4. Use a structured self-guided resource together

Some reluctant partners will engage with a couples workbook or app when they won't engage with a therapist. The free Mountain Family Therapy couples app includes structured communication exercises and check-ins. It doesn't replace therapy, but for couples where one partner won't go, it's a way to do some of the work together that doesn't require commitment to a clinical container.

When to keep trying, and when not to

Some relationships need the reluctant partner to come around in their own time. Some don't have that much time. A few markers help tell the difference.

Signs to keep working at it: your partner is open in other ways — they'll talk about the relationship, they'll read articles together, they'll acknowledge when something's hard. The reluctance is specifically about the therapy format, not about engaging with the relationship. In these situations, individual work plus patience usually produces shifts within months.

Signs that waiting isn't working: escalating contempt, ongoing infidelity, untreated addiction, or patterns that have been the same for years with no movement. In these situations, the right move usually isn't more requests for couples sessions — it's discernment counseling, individual therapy focused on what you can and can't change alone, and honesty about what you're actually choosing to live with.

A clinically honest start

If this situation sounds familiar, a free 15-minute consultation is the right next step. We'll talk through where you are, what's actually worth trying first, and whether one of our clinicians is a good fit for the individual work that usually anchors this situation. If discernment counseling, couples therapy, or something else is what your situation actually calls for, we'll say so. Request a free consultation, or see the full set of therapy formats we offer.

FAQ

Frequently asked questions

Can couples therapy work if only one of us goes?

It can shift the relationship meaningfully, even when only one partner is in the room. The work is different — it's individual therapy focused on the dynamic — but movement in one person's patterns frequently changes how the other person responds. Many couples report that what they thought was a couples problem turned out to be substantially addressable through one person's work.

Should I keep asking my partner to go, or stop?

Usually neither extreme. Repeated pressure tends to entrench the refusal — it becomes one more thing they're being asked to do for you, which adds to whatever's driving the reluctance. Disappearing the topic entirely can also stall things. A reasonable middle path is to do your own work, name where you're at occasionally without escalating, and let your partner have time to come to it on their own. Many do, once the dynamic isn't a tug-of-war about therapy itself.

What's the difference between this and discernment counseling?

Discernment counseling is for couples where the reluctant partner is leaning out of the marriage entirely. The work is helping both people get clarity on whether to stay or go. The situation this page covers is different — your partner isn't necessarily leaning out, they just don't want to be in therapy. Discernment counseling fits when one partner is questioning the relationship; individual work fits when the relationship isn't in question but one partner won't engage in clinical work.

Will my partner feel betrayed if I start therapy without them?

Some do, briefly. Most don't, once you frame it honestly: this is your work on your part of the dynamic, not a recruiting strategy or a documentation project. If you're going to therapy to build a case against your partner, they will pick up on that, and it usually doesn't end well. If you're going because the patterns are costing you and you want to work on your part, that tends to be received as the personal investment it is.

When is it time to stop trying to do couples work at all?

When sustained refusal across months suggests something more than reluctance — your partner has decided they're done but isn't saying so directly, or there's active contempt, or there's ongoing behavior (active affair, abuse, untreated addiction) that makes couples work clinically inappropriate. In those situations, individual therapy or discernment counseling tends to be the right starting point, not continued requests for couples sessions.

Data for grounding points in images
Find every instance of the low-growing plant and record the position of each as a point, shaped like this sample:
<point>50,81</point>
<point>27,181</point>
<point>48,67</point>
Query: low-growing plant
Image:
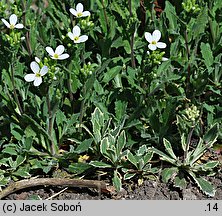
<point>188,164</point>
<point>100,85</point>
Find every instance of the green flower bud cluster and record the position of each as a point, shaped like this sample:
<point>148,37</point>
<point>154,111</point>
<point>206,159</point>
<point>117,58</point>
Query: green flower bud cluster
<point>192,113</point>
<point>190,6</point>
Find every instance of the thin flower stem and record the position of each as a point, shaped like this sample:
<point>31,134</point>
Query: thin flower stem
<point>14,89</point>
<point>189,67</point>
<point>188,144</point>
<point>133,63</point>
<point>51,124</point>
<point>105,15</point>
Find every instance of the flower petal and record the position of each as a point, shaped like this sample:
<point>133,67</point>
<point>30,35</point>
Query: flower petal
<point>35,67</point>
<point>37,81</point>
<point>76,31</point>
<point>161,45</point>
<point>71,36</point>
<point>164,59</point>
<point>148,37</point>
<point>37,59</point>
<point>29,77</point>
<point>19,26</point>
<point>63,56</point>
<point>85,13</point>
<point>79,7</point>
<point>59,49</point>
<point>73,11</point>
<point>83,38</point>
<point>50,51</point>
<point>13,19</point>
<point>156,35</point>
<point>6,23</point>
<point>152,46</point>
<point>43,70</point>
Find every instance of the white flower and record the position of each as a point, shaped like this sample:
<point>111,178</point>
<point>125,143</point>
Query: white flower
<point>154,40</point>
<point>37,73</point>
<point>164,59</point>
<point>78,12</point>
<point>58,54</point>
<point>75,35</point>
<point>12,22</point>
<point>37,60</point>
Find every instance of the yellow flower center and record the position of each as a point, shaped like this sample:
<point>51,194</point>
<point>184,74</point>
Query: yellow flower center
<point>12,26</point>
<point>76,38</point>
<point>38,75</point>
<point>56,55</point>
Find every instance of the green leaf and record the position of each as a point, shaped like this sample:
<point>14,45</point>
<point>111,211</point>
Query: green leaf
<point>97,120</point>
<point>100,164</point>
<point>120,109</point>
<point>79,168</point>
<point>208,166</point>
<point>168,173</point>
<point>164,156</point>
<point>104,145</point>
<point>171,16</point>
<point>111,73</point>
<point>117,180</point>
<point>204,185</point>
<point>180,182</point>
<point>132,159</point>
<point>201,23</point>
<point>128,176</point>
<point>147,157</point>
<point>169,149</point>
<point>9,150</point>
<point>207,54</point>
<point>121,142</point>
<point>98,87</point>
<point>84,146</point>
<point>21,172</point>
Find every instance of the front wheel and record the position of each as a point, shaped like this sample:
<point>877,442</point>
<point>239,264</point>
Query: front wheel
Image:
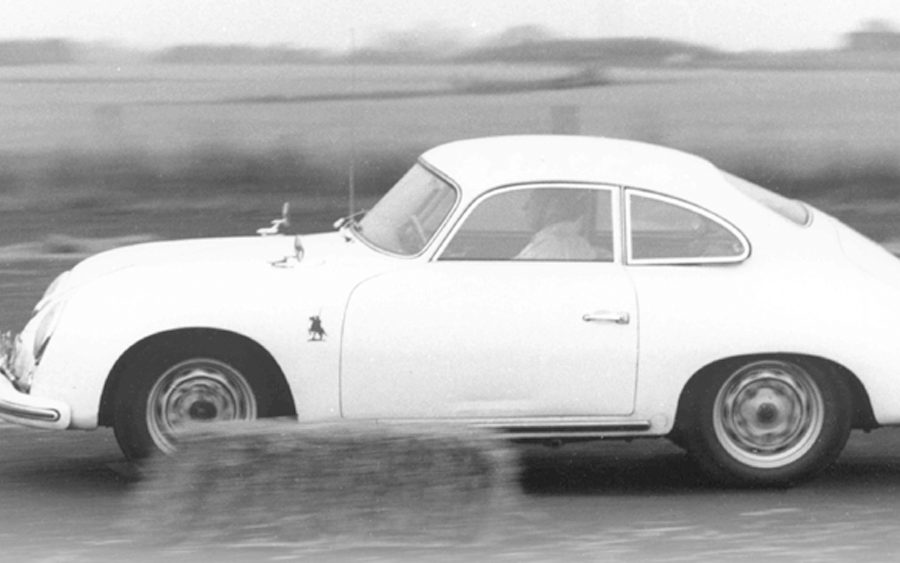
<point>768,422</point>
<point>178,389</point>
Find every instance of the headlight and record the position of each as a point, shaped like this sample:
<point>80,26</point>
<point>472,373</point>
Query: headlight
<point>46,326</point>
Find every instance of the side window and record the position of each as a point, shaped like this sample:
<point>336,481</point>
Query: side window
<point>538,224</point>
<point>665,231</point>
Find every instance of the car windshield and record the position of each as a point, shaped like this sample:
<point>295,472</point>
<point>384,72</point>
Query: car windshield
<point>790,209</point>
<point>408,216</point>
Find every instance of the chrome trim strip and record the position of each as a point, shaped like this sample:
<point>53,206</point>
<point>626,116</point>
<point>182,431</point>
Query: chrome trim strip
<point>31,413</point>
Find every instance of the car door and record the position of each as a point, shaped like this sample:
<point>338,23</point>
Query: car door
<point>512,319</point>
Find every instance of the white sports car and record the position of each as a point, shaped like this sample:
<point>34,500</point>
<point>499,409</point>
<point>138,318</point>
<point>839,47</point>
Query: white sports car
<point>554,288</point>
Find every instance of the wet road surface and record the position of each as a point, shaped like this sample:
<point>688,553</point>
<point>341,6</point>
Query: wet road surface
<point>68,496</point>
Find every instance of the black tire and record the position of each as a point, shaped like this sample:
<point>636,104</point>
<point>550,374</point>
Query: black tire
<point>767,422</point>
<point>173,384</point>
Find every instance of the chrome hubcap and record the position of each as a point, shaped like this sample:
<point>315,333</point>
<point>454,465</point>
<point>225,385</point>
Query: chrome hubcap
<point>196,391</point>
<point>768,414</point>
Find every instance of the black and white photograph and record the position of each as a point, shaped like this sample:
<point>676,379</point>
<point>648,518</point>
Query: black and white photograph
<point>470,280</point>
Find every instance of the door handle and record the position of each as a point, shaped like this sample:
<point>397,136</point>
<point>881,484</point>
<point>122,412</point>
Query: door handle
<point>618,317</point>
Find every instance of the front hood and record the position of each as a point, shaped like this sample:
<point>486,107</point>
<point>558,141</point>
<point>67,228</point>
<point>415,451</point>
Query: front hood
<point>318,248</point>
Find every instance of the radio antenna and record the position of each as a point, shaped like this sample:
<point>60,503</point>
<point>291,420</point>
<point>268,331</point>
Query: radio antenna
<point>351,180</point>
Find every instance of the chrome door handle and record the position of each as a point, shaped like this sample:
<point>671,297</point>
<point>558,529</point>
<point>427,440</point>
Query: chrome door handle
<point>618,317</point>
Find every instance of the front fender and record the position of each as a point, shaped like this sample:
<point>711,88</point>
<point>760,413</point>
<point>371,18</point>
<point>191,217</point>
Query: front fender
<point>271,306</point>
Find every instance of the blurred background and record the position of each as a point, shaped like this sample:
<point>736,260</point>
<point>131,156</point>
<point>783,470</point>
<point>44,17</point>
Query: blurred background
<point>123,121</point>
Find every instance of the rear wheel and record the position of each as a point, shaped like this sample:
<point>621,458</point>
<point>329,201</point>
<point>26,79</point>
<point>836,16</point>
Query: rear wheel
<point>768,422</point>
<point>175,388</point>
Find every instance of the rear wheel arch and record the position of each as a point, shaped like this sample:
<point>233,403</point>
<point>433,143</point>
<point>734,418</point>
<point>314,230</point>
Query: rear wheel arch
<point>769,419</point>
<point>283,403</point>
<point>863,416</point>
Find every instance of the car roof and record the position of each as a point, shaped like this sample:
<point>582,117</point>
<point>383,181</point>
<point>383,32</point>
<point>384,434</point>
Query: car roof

__Tasks to carry out__.
A. Answer these questions from the couples therapy passage:
(i) How long is the free consultation it offers?
(ii) What does the free Mountain Family Therapy couples app include?
(iii) For which couples is discernment counseling intended?
B. Copy the couples therapy passage between "If this situation" and "formats we offer.", inclusive.
C. In one to three sentences, explain why the couples therapy passage says that repeatedly pressuring a partner to attend therapy tends to entrench their refusal.
Use only the couples therapy passage to complete these tasks, not the listing.

__Answers__.
A.
(i) It is 15 minutes long.
(ii) It includes structured communication exercises and check-ins.
(iii) It is intended for couples where the reluctant partner is leaning out of the marriage entirely.

B.
If this situation sounds familiar, a free 15-minute consultation is the right next step. We'll talk through where you are, what's actually worth trying first, and whether one of our clinicians is a good fit for the individual work that usually anchors this situation. If discernment counseling, couples therapy, or something else is what your situation actually calls for, we'll say so. Request a free consultation, or see the full set of therapy formats we offer.

C. Repeated pressure makes therapy one more thing the partner is being asked to do for you. That adds to whatever is already driving their reluctance.